WHAT YOU ARE ASKED TO DO
Pull out every line of the records below that contains the string "soldier", treating uppercase and lowercase as different.

□ □ □ □ □

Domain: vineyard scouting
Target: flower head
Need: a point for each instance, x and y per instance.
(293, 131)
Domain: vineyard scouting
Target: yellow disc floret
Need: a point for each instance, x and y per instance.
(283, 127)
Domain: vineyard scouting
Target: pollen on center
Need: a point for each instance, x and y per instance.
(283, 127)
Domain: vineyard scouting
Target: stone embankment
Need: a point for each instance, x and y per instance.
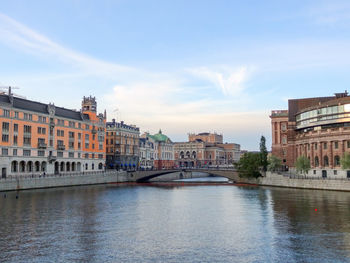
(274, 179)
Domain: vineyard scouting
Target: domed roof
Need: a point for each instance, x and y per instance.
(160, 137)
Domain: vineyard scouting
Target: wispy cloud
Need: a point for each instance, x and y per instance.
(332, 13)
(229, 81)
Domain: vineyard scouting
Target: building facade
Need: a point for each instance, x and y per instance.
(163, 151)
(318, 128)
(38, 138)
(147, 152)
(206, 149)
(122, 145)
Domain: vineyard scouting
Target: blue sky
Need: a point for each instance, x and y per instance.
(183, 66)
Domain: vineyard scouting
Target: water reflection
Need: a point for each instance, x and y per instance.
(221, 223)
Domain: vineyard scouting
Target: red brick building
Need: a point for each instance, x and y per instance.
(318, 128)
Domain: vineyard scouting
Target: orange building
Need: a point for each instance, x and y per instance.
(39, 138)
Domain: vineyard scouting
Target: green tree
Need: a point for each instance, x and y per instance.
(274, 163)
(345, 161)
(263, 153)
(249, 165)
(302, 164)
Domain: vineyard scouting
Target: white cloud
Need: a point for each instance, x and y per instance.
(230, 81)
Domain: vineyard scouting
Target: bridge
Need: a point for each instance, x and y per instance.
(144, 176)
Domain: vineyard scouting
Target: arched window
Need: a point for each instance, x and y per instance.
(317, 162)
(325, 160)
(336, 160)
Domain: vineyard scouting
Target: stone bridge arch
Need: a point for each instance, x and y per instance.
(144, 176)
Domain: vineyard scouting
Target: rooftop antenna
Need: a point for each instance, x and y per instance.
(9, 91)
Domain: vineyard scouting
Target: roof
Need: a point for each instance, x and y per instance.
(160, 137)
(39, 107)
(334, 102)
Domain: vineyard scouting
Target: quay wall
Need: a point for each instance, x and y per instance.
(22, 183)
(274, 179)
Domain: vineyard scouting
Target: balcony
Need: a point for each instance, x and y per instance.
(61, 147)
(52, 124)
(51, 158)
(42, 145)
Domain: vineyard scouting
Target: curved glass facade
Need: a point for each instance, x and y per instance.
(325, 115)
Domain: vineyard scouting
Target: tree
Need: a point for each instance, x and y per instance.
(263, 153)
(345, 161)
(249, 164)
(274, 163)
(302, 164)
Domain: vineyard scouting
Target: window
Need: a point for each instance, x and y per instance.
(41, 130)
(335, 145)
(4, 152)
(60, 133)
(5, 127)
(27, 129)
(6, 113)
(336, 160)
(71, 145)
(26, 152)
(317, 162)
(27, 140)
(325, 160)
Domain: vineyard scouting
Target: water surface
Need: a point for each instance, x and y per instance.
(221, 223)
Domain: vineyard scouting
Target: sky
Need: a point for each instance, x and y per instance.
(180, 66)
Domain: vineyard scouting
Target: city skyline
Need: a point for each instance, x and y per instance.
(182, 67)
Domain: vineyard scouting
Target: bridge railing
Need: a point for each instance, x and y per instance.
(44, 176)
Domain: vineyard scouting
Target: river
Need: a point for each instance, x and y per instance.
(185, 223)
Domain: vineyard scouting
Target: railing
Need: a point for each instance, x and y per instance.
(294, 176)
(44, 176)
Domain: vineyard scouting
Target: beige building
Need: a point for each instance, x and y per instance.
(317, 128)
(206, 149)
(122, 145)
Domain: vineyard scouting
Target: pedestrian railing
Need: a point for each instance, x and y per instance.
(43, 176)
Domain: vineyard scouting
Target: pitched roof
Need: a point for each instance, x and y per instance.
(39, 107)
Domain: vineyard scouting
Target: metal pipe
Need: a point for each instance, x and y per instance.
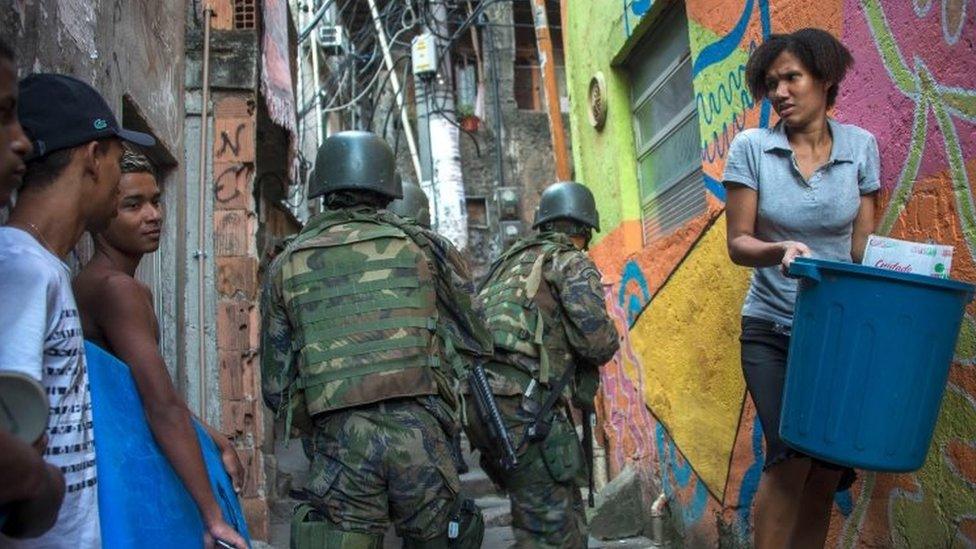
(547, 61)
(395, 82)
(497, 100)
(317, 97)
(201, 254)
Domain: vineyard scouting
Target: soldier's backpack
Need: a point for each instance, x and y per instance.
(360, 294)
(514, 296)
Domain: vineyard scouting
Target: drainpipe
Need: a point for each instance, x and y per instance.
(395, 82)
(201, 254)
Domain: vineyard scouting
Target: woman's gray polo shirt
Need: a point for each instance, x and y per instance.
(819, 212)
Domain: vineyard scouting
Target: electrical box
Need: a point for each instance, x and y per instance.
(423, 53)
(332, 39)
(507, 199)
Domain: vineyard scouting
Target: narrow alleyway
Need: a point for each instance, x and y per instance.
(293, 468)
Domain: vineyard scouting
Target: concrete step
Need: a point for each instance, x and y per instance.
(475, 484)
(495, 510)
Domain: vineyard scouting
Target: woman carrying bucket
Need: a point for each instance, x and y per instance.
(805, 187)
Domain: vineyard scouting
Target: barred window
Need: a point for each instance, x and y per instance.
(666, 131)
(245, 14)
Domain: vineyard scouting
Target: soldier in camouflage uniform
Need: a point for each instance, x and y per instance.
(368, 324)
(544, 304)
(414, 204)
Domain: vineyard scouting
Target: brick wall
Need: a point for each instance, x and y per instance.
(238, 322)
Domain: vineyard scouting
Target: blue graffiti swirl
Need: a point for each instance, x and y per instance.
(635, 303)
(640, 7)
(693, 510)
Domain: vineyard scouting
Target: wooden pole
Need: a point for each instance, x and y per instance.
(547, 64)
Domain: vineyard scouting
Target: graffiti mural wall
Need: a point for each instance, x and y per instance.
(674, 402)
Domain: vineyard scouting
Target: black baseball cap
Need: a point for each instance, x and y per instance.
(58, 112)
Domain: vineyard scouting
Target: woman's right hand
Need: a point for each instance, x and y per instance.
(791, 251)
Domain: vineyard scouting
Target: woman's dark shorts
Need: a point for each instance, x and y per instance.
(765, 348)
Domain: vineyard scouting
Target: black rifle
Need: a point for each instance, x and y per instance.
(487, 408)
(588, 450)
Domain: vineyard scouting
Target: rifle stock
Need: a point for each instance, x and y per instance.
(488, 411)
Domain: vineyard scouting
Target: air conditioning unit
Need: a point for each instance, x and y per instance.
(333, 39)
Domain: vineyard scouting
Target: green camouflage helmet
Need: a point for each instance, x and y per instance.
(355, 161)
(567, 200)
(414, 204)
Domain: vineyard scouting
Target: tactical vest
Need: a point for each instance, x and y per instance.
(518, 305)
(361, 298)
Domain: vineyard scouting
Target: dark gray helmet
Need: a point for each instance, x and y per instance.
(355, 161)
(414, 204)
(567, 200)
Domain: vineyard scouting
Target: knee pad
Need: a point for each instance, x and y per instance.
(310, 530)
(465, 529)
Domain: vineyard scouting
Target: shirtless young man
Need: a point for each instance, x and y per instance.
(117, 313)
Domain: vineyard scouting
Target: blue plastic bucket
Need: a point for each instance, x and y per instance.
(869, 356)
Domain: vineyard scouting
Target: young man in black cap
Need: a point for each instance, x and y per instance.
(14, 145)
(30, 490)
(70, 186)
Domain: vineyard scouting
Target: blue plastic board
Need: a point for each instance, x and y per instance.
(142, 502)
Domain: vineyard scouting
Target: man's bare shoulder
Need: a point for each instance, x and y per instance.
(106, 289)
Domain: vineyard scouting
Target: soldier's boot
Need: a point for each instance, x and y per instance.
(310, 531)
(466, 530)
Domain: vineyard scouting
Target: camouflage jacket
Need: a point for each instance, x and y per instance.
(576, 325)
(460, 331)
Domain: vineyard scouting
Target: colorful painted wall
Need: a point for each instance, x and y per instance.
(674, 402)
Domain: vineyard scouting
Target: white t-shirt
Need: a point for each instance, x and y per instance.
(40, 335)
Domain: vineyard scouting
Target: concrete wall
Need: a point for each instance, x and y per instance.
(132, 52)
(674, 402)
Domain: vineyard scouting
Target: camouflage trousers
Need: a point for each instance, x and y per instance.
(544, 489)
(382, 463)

□ □ □ □ □

PROBLEM SOLUTION
Target: soldier's backpack
Target: soldier in camouflage uniform
Target: soldier's boot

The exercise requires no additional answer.